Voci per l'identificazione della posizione
════════

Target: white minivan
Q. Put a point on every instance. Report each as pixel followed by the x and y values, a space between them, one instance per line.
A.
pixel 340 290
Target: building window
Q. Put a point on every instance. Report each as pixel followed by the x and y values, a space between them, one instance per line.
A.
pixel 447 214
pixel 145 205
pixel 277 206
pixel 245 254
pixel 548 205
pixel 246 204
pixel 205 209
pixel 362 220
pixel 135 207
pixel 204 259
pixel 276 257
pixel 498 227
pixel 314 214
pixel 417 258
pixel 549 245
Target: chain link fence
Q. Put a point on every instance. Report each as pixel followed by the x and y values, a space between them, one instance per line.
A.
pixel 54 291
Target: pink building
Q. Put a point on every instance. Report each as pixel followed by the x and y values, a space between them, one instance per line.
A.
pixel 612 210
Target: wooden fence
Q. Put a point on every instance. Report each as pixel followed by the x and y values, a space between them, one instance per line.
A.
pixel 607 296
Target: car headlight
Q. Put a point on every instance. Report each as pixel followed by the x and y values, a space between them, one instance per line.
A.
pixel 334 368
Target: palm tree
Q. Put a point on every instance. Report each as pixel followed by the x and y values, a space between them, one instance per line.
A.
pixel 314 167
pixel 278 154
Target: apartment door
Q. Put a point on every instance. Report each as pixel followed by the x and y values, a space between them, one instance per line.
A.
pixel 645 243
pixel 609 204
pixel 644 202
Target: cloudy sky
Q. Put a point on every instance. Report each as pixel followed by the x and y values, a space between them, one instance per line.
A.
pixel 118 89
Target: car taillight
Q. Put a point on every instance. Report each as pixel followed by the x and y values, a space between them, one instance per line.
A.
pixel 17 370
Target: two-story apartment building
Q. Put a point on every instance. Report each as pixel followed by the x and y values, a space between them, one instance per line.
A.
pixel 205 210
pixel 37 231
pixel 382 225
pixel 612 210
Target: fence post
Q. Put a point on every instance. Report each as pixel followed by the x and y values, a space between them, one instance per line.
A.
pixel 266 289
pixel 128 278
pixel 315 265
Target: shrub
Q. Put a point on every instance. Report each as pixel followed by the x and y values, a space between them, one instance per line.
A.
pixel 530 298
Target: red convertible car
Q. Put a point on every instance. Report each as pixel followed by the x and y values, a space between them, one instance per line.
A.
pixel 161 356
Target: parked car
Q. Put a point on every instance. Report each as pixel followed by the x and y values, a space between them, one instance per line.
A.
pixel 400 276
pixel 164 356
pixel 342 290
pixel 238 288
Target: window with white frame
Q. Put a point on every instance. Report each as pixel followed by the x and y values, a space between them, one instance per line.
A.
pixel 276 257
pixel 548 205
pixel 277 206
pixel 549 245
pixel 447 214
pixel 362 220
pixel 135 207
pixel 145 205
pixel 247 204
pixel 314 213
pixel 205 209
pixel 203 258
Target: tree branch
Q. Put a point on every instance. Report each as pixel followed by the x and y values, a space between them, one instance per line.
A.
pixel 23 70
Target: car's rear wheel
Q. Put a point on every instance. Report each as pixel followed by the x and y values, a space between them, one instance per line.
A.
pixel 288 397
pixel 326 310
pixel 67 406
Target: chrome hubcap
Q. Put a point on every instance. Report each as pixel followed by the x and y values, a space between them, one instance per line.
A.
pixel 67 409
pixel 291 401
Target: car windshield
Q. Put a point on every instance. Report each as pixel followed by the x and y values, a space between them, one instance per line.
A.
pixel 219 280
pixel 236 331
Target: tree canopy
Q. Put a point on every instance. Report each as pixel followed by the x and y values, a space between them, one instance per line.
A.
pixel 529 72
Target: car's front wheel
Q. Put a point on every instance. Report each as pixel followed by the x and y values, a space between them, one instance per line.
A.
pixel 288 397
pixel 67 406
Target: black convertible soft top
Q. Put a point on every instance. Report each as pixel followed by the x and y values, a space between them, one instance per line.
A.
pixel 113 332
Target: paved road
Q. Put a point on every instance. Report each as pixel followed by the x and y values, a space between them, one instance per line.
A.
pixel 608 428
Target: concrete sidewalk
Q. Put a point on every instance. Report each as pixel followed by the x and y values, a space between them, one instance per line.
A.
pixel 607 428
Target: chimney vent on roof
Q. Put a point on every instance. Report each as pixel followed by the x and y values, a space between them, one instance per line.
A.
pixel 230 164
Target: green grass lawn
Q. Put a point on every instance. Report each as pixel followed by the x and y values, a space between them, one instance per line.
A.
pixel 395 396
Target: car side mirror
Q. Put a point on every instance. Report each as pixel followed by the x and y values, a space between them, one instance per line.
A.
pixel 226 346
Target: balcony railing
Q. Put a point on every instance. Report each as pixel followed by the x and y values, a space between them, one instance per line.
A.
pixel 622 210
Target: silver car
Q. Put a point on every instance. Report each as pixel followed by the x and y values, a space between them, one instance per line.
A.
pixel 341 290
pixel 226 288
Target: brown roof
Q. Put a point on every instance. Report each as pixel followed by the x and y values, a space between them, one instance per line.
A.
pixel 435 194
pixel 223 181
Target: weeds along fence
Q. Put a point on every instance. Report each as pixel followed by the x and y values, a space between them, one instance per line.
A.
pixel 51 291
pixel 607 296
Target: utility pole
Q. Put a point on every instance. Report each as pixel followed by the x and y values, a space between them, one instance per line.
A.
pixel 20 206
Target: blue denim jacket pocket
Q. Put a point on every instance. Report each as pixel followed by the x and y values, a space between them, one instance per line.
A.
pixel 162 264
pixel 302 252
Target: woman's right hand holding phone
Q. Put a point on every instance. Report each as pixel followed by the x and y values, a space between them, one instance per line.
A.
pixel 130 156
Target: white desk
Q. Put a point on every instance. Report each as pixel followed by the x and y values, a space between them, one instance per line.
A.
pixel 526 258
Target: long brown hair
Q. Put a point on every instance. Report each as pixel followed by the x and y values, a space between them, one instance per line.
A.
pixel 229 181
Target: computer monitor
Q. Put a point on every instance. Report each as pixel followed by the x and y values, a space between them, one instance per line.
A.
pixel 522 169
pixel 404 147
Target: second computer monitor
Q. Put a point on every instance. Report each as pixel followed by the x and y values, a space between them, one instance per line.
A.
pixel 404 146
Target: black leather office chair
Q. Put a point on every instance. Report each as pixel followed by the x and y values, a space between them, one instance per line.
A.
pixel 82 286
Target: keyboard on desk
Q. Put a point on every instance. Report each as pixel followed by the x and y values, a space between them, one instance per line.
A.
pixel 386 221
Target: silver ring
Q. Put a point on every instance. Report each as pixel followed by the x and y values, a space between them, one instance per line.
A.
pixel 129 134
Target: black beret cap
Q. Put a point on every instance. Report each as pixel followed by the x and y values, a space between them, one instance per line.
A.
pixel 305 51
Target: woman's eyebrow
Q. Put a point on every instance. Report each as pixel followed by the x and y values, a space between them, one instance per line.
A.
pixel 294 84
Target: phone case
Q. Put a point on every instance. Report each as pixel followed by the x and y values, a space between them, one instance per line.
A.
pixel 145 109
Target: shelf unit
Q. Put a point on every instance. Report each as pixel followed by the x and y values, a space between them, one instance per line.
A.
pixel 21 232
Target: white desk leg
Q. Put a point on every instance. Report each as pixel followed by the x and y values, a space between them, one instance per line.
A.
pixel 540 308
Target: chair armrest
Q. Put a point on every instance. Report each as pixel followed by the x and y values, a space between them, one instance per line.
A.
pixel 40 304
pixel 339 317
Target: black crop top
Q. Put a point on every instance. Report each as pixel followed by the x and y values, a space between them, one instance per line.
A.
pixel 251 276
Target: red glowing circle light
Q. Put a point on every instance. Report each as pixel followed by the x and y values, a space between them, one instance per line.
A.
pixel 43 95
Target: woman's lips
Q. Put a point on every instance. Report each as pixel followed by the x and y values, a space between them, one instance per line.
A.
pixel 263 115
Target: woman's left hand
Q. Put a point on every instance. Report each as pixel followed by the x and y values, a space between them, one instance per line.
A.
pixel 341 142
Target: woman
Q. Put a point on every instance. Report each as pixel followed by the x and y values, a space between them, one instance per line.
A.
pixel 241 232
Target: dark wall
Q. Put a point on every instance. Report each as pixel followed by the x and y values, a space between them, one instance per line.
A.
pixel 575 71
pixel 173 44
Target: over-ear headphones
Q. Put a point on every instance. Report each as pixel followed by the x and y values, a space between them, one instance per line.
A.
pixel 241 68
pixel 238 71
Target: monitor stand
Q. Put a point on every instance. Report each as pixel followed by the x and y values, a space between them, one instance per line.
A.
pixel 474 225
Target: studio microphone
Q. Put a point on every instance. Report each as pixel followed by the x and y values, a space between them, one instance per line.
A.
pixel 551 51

════════

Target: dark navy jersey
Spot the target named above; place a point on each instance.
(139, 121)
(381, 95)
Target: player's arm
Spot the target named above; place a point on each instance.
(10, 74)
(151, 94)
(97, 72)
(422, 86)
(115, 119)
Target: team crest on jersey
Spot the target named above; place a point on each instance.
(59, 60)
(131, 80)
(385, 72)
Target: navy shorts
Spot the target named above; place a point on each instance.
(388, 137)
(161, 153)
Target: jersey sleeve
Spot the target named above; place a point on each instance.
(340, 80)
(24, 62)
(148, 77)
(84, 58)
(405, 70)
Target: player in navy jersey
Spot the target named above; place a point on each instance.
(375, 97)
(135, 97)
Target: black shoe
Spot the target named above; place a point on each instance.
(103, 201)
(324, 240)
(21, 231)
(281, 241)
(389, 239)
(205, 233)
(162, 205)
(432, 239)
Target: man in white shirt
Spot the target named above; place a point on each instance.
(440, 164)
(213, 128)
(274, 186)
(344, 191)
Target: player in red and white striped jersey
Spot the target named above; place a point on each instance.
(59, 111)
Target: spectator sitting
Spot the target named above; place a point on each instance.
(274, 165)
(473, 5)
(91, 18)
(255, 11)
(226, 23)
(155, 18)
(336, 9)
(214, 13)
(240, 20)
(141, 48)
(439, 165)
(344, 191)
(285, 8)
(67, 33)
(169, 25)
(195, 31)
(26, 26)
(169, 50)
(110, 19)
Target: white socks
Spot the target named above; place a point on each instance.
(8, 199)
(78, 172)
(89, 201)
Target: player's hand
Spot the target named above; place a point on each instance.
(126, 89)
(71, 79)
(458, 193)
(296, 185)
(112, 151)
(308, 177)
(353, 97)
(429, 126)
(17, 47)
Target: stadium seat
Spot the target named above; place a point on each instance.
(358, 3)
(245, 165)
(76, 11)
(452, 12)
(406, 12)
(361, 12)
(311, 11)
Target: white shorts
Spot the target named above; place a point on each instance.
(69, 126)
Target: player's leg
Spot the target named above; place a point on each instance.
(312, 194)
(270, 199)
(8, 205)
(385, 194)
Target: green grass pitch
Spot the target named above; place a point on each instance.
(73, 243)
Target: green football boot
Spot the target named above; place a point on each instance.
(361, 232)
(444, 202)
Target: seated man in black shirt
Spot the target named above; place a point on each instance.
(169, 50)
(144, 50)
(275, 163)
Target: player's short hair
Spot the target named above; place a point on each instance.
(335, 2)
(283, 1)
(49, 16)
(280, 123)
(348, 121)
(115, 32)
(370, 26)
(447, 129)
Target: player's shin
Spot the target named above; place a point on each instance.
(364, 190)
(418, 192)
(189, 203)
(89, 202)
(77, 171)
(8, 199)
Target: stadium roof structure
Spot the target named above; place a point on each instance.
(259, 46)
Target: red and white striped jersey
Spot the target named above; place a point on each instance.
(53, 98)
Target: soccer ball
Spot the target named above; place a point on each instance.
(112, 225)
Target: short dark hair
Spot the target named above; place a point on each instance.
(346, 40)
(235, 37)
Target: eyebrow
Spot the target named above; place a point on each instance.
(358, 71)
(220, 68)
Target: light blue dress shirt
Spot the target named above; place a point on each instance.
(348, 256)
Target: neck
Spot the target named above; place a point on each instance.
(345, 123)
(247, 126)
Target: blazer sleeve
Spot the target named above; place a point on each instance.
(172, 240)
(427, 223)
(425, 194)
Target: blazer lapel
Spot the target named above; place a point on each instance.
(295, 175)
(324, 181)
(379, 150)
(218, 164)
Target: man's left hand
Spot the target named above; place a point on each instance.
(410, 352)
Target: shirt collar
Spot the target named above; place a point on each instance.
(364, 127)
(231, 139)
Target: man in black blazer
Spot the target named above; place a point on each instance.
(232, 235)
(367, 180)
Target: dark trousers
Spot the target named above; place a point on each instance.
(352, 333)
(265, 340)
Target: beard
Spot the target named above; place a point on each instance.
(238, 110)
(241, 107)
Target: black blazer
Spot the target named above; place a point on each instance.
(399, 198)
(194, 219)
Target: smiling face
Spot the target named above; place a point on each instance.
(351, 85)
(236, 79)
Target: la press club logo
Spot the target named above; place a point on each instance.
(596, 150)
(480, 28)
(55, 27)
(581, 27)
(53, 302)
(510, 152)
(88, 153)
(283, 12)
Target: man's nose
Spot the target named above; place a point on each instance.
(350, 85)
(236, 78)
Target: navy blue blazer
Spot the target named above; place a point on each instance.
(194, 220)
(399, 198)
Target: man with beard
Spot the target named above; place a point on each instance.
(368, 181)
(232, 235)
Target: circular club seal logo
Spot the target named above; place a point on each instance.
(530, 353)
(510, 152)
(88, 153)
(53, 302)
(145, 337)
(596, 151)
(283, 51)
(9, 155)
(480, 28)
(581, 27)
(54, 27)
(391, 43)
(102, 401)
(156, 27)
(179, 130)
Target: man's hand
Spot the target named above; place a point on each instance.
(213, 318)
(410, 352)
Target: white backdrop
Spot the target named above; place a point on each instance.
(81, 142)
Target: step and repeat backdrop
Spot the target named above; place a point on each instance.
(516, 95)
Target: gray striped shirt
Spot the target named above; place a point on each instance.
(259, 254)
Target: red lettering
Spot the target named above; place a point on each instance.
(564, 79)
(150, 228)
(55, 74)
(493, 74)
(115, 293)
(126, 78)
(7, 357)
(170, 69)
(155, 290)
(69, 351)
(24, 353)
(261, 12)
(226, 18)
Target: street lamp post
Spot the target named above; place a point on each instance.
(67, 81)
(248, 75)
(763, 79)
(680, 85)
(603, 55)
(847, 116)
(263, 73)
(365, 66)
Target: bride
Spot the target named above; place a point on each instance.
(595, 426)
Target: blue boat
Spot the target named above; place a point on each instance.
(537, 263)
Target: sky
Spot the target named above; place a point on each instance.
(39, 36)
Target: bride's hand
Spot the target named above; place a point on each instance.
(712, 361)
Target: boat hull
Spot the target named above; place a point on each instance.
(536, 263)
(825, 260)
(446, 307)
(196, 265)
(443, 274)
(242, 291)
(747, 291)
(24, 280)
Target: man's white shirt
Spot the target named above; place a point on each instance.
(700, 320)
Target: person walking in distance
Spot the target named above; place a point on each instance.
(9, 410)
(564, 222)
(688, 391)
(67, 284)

════════

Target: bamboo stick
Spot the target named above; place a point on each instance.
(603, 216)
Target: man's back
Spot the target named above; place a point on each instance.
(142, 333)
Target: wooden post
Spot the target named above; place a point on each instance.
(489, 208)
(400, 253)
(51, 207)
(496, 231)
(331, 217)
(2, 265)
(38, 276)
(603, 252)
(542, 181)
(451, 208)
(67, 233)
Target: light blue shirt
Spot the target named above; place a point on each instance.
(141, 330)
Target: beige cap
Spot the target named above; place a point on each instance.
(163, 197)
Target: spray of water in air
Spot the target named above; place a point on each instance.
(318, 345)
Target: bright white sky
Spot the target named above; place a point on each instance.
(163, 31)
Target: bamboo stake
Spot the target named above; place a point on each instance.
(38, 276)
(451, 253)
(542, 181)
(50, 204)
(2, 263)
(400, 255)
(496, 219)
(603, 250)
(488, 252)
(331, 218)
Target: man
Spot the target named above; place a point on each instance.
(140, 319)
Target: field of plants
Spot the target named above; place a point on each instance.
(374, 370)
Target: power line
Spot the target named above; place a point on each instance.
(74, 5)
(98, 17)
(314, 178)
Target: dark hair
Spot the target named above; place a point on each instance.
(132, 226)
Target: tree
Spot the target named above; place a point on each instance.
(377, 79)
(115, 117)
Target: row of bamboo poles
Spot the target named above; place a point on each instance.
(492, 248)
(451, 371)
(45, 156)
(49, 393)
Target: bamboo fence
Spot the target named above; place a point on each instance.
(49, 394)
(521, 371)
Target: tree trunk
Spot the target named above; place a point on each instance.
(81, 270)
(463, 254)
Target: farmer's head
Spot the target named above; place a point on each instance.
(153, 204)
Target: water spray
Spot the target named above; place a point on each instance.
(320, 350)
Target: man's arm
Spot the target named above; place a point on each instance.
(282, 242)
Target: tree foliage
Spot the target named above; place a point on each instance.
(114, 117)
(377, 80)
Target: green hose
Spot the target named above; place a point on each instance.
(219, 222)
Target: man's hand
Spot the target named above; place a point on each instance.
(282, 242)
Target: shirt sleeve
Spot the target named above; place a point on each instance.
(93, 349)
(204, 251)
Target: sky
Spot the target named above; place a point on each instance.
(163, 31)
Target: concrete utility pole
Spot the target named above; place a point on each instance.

════════

Per favore, seleziona e copia ogni riga delle voci in cui compare la parola "backdrop", distinguendo tra maiuscole e minuscole.

RISPOSTA ALL'ESERCIZIO
Target: white backdrop
Target: step and repeat backdrop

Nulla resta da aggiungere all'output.